[TO DO]: Pictures aside, each record should be reproduced exactly.

[RECORDED DATA]:
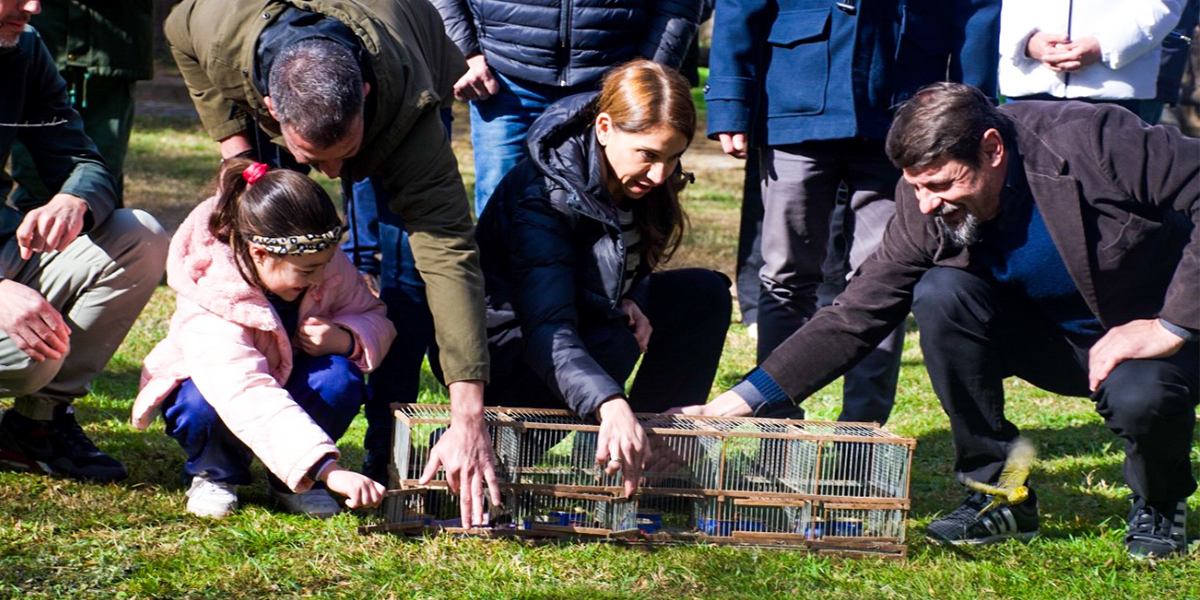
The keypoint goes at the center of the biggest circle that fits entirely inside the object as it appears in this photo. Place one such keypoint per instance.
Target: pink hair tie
(255, 172)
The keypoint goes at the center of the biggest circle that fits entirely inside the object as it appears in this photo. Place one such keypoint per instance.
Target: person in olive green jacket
(102, 49)
(273, 65)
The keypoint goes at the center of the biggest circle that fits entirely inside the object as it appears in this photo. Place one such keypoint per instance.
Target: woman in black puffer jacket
(571, 244)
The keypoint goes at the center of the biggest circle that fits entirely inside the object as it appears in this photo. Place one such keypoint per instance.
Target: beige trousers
(100, 283)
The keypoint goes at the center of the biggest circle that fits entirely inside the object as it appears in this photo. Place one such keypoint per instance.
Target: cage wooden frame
(828, 487)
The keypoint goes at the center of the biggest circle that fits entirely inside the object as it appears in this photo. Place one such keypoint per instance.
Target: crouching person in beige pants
(73, 271)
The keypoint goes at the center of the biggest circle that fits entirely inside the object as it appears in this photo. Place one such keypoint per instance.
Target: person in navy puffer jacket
(525, 55)
(811, 84)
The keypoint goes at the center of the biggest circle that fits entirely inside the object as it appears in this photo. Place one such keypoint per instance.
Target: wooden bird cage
(831, 487)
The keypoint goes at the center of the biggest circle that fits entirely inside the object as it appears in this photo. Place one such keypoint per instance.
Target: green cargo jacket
(102, 37)
(405, 147)
(36, 112)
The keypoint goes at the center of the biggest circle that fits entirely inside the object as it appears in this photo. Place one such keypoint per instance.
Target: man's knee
(947, 294)
(1139, 394)
(27, 377)
(711, 292)
(137, 243)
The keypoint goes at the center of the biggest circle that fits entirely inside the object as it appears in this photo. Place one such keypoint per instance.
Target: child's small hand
(359, 490)
(318, 337)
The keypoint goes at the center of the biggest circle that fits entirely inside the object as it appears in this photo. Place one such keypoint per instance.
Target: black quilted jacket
(570, 42)
(552, 253)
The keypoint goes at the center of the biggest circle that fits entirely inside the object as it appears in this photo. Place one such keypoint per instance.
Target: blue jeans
(329, 388)
(378, 245)
(498, 127)
(399, 377)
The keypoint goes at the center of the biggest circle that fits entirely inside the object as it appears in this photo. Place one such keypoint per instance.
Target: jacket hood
(563, 148)
(202, 269)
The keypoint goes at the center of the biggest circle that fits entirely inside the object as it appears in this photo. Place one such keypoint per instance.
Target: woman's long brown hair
(641, 96)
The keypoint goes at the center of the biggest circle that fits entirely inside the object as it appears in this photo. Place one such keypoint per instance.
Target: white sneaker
(208, 498)
(316, 503)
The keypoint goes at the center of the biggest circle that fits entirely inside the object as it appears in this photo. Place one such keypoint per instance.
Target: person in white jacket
(1084, 49)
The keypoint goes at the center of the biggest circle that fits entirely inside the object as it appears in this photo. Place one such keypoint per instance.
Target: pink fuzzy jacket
(228, 340)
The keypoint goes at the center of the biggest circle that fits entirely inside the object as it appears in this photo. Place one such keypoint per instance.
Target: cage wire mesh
(709, 479)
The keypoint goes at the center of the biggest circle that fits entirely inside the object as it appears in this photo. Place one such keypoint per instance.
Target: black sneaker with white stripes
(966, 526)
(1157, 531)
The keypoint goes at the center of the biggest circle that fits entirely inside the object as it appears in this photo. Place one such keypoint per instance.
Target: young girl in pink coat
(271, 334)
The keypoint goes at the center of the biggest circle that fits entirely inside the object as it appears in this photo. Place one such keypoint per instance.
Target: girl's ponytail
(231, 185)
(267, 203)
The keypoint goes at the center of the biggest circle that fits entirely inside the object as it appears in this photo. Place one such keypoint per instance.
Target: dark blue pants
(378, 245)
(329, 388)
(973, 335)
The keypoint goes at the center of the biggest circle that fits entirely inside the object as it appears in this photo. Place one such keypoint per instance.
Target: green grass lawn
(63, 539)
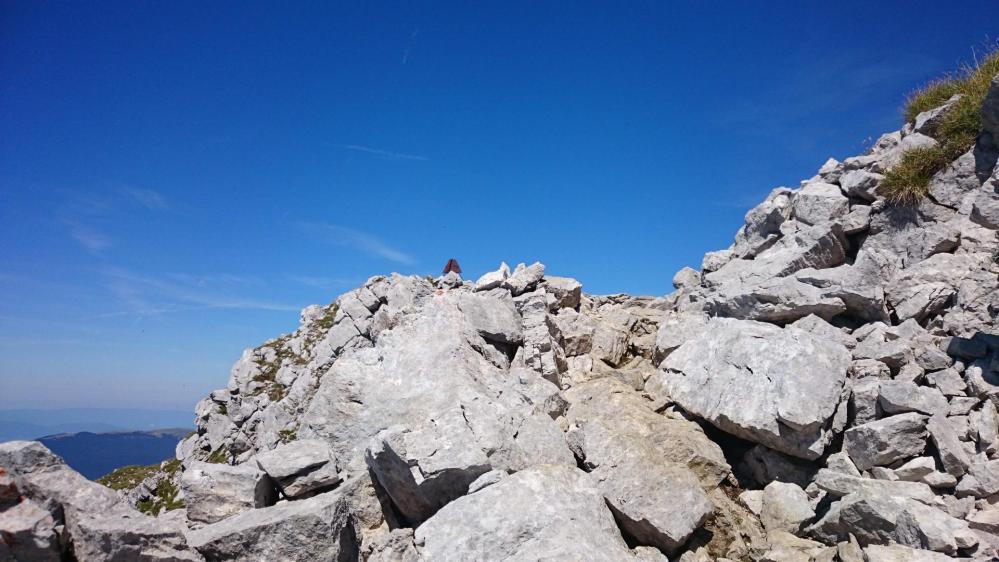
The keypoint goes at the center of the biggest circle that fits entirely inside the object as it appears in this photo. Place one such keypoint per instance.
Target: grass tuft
(164, 496)
(908, 181)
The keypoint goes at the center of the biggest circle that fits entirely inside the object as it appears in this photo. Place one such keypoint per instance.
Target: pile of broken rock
(824, 389)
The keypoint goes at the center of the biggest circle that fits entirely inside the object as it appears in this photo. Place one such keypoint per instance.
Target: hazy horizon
(179, 180)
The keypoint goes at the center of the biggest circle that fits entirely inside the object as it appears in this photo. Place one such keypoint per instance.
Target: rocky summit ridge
(824, 389)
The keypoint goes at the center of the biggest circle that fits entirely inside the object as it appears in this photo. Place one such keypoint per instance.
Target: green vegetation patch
(908, 181)
(165, 493)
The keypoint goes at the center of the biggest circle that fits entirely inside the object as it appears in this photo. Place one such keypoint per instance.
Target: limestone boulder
(785, 507)
(213, 492)
(493, 279)
(777, 387)
(612, 425)
(524, 278)
(318, 528)
(819, 202)
(887, 440)
(543, 513)
(496, 319)
(300, 467)
(896, 397)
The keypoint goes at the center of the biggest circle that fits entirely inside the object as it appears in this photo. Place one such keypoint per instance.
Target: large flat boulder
(317, 528)
(777, 387)
(657, 503)
(300, 467)
(213, 492)
(874, 517)
(610, 424)
(431, 364)
(546, 512)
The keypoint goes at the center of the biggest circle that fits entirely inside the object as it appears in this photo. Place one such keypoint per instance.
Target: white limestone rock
(785, 507)
(952, 454)
(819, 202)
(777, 387)
(887, 440)
(897, 397)
(493, 279)
(300, 467)
(542, 513)
(496, 319)
(213, 492)
(28, 532)
(524, 278)
(317, 528)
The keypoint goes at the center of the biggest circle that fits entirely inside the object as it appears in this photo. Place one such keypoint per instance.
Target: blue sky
(178, 179)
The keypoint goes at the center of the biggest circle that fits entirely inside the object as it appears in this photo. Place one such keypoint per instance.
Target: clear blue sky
(178, 179)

[RESULT BELOW]:
The keypoint goes at the center of the biggest circle that fits entirely inside the object as it appears in this photo. Place one such keypoint per instance.
Target: pink hair tie
(255, 172)
The keypoint goes at the center of the biggest circle that fits entirely inside the object as it appears in this photo. Place one such keypoint per instance.
Target: person in olive green jacket
(102, 49)
(273, 65)
The keypoint goes at the center of the biggest circle that fits entirely inside the object as it appears in this photo. Place one such keypoint per instance.
Target: woman in black puffer jacket
(571, 244)
The keypoint goes at the center of the biggest circle that fits entirely inside the object as it appears in this photo. Place one such keypoint per instance.
Target: beige trousers
(100, 283)
The keypoint goes at the center of the biggest circle that fits entirely inside the object as it appears in this photo. Place one such keypoint per instance.
Target: cage wooden frame
(828, 487)
The keypoint goes at the center of the biggest circle that fits entirely inside the object as it appears in this photo. Place one such keypoint per instance.
Target: crouching person in beige pants
(73, 271)
The keypoint goes at the center of the biggest circle that fits entirely inside the object as it appears in this photo. Place one such keypoint per instance.
Target: person in navy puffer jacket
(525, 55)
(811, 84)
The keypoint goes at the center of the biggest circle that fits entirely inside the object as it appears in this photo. Place one such keypoint per instance.
Target: wooden bird cage
(831, 487)
The keypoint goes at the center of the biggest circle that fits entirely inside the object as it appears in this photo. Place one such keypoint per instance.
Target: green cargo jacket
(102, 37)
(405, 147)
(36, 112)
The keypoint goes at the center of the biggest circle that fits entirely inside the object as it appears in this photo. Place one such keypoint per instance.
Target: man's knee
(947, 294)
(1139, 394)
(27, 377)
(711, 292)
(137, 243)
The keypoint goes at the center of the biggest circle that fits entirely inside the object as it appears in this photo. Place one such keypoint per instance.
Target: child's small hand
(359, 490)
(318, 337)
The keypoint goes at the center of the biggest circle that fits entirely inside the object as it appears in this photo. Place one such keypoint per instance.
Target: black quilted jacket
(570, 42)
(552, 253)
The keypoint goes at the center of the biggest circle that fits entirely inside the object as it appears in this photo. Place one such keypoint per instance.
Target: blue jeans
(329, 388)
(378, 245)
(498, 127)
(399, 377)
The keypoint goes at the center of the biggest circle that fits entirely inside the object as it appears in this photo. Place one such keypoint per instance.
Target: jacket hood
(563, 148)
(202, 269)
The keypoint goes at the center of the biggest circle that fits entirely inside the object as it appears in this photo. Place one such keypoint per instance.
Target: woman's long brown hair
(641, 96)
The keypoint goes at the center of the biggest circle that fits entirely inside the object as it appears in this photo. Place one such keypoint per instance.
Target: white sneaker
(208, 498)
(316, 503)
The keypoint goes at the center of the biggest circle that fits entirely inside the object as it appears in this photo. Place one such keypoint per instance.
Target: person in white jacket
(1084, 49)
The keypoint goes at the center of the biggest circle that fits entirely inside the object as it appears in this photo. Place one such keypoint per instance.
Target: pink fuzzy jacket
(228, 340)
The keypoint goes at the center of the biggest circle that fits entirely inside the object as it appears in this photo. Place one such keypoint per instance.
Target: cage wire mesh
(709, 479)
The keypoint goes at the center of the biggest circle that fits entirely inside the object as it appears in this photo. Place one such keypoint per instance.
Target: black sneaker with white stripes
(966, 526)
(1157, 531)
The keypoint goes at the center of the biggest circle that fits entirely inside the object as it appears in this photo. Place one such keypoint per instance.
Target: young girl in pink coat
(271, 334)
The keypoint goes at the center of the biggest circle that fits entirely inside the object as it appears in this photo. Place one such keypoint per instance.
Target: girl's ponytail
(231, 185)
(267, 203)
The keypoint goes at the center of the biggest circle that fits entirely inside the object as it appears in this photo. Place one such keypoint per instance.
Target: dark blue pants
(378, 245)
(329, 388)
(973, 335)
The keypoint goes at the center of the biggest circle that fits entirely inside the object as it appears in this photo. Place one such keypoint per instance.
Target: green grass lawn
(63, 539)
The keypoint goes at the center of the biggest circle that fits entirely inside the object as it appears in this photo. Place one such keypoint per instance.
Target: grass tuft
(164, 496)
(908, 181)
The keypoint goes at the center of the biggest circle that fits entirely inside the object as it appears in this photo. Place one such keypoint per instance.
Target: pile of broken rock
(824, 389)
The keypoint goes at the center of the biggest circle that fits entirely inside the object as it appears in this photo. Place one such keypoint per instance.
Target: hazy horizon
(179, 180)
The keypoint goes at the center of the biggest circle that fits entirely inside the object as it appears in this photo. Place one such keypoint per instance.
Target: rocky summit ridge
(824, 389)
The keypoint goes at the center of the biggest circle that fits entirely inside the object as it appears in this photo. Place one such keypoint per instance.
Target: green vegetation patch
(908, 181)
(165, 493)
The keypoint goes at the center of the biggest circle that fits entirely inside the object as it appears in this photo. Place one such keypoint per instance.
Target: limestone boulder
(785, 507)
(213, 492)
(493, 279)
(777, 387)
(612, 425)
(524, 278)
(318, 528)
(819, 202)
(887, 440)
(543, 513)
(496, 319)
(300, 467)
(896, 397)
The keypoint goes at the center of the biggest circle that fits entirely inside the object as it appears in this photo. Place one such keypoint per instance.
Target: large flat boulder
(317, 528)
(777, 387)
(657, 503)
(300, 467)
(213, 492)
(874, 517)
(610, 424)
(431, 364)
(546, 512)
The keypoint goes at the center of the biggest circle that fits entirely inside the object as it appears in this photo. Place one such keypoint per instance.
Target: white limestone rock
(785, 507)
(952, 454)
(819, 202)
(777, 387)
(887, 440)
(897, 397)
(493, 279)
(300, 467)
(542, 513)
(496, 319)
(213, 492)
(28, 532)
(524, 278)
(317, 528)
The keypoint goes at the center of the biggest circle that fits entirely inside the object as it appears in this photo. Place one such keypoint per instance.
Target: blue sky
(178, 179)
The keypoint goes at the center of the biggest circle that fits entirely inside the object as it appears in this photo. Place one such keypoint per instance.
Target: clear blue sky
(178, 179)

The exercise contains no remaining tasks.